* [TASK TO CARRY OUT] Without the pictures, repeat the listing character for character.

Point annotation records:
--*--
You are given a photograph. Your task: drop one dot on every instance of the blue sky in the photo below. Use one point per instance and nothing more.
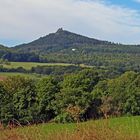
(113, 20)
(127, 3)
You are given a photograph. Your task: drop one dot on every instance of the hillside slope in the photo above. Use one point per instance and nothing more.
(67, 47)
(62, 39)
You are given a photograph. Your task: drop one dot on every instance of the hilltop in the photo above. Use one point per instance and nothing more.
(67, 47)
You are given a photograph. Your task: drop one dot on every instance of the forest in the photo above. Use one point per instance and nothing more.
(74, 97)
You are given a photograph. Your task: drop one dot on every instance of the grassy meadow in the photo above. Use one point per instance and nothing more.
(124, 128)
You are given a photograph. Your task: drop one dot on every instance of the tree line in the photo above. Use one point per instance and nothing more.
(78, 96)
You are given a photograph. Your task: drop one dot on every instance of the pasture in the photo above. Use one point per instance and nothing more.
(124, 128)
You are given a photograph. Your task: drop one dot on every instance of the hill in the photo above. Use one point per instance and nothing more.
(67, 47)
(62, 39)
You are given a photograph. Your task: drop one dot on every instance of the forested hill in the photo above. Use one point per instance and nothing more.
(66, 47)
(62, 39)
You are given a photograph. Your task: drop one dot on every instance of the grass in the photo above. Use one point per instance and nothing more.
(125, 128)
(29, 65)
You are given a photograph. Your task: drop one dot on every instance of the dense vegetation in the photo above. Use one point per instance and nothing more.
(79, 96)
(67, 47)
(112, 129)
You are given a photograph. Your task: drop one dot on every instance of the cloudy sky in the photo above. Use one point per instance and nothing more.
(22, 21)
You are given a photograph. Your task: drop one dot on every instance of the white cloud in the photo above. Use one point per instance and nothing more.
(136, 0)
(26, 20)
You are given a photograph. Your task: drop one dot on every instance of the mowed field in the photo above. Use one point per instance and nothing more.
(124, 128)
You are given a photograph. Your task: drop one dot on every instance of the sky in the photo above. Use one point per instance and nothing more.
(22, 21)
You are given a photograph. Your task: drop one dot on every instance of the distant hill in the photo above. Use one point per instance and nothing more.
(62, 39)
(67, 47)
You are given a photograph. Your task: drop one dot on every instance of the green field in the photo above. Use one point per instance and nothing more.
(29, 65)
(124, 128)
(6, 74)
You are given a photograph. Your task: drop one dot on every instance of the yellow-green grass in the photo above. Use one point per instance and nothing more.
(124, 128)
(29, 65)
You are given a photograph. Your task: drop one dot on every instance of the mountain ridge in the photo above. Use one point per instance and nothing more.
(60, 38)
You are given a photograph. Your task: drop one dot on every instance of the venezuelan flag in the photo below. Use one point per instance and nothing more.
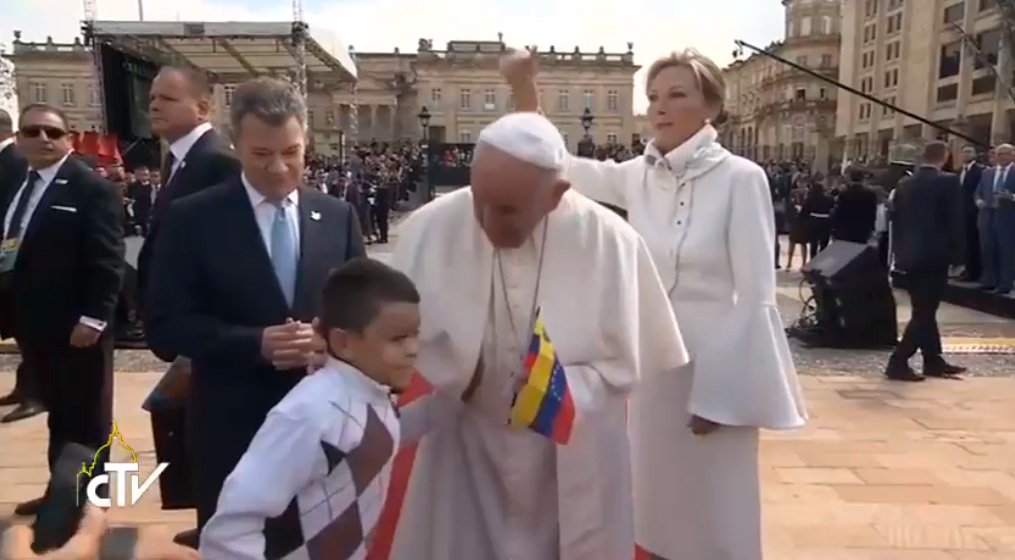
--*--
* [THE COMPLETED TASK]
You are given a photograph. Your task: drop one dot on every instance of the blue sky in the photo below. Use one point per instance and nothing more.
(113, 20)
(127, 3)
You are given a photograph. Your task: drop one dot on every instance of the hillside slope in the photo above. Use one point per instance and nothing more.
(67, 47)
(62, 39)
You are given a photograph. Your task: drop one dot on every instance of the hilltop in the photo above. Use one point per instance and nothing more.
(67, 47)
You are given a photograph. Your task: drop one dot on every instance of the forest in the photo above. Use one point per instance and nothing more.
(74, 97)
You are given a photograph. Your task: drop one dot on every instance of the grassy meadow in the photo above. Use one point per instance and nothing more.
(124, 128)
You are given a photograph. Your task: drop one dot on every instance of the tree line in the photo above. Use one point per instance and nothing more.
(78, 96)
You are given a photograph. Your task: drop one dot on every instance of the pasture in the photo above. Use one point per instance and nothing more.
(124, 128)
You are given a photograph. Your task: drop one dot on every instance of the hill in the photo above. Use one point per instance and nothing more.
(67, 47)
(62, 39)
You are given a photograph. Your task: drop one dot on every instance of the forested hill in the photo above. Use one point per instance and nothing more.
(66, 47)
(62, 39)
You are given a photograph. Your task: drop one dot on every instance of the grass in the photo above. Use one point per instance and nothing more.
(125, 128)
(29, 65)
You are given a photograph. Your task: drop one dot on every instance of the dense vegetation in the photo above. Use one point per instance and nothing more.
(79, 96)
(67, 47)
(112, 129)
You are given a photograph. Your task: drop one dot on every instance of the cloudy sky in the photo above. Use one point per instance and nothing more.
(22, 21)
You are given a photograph. Your task: drop one dot on every instance of the white cloud in the photo above. Use one point per instance and nothing more.
(136, 0)
(26, 20)
You are given a photograph. Your task: drop one dot on every instance of the mowed field in the photo above. Use one point per instance and nothing more.
(124, 128)
You are given a photograph. Your task: drop one dot on every instance of the sky in the photo above. Use one point per instance and nothing more.
(22, 21)
You are given a photograph. Your task: drop one dot on every instance of the distant hill in the photo above. Use one point per instance and nothing more.
(62, 39)
(67, 47)
You are given a photograph. Your task: drop one dot on every instance of the green field in the photo above. Use one point per instance and nothing more.
(29, 65)
(124, 128)
(6, 74)
You are given a photograph. Your task: drop one dot on every instance of the yellow-green grass in the photo above. Use one point per instance and nothing more.
(124, 128)
(29, 65)
You are given a photograph. Your task: drop one dot on every instance of the mountain ridge in the photo above. Use one point per instance and nothing more.
(60, 38)
You are given a photograph. Your task: drop one dot on every instance of the venezuelan flag in the photo below. Use one point per instance and nothing more.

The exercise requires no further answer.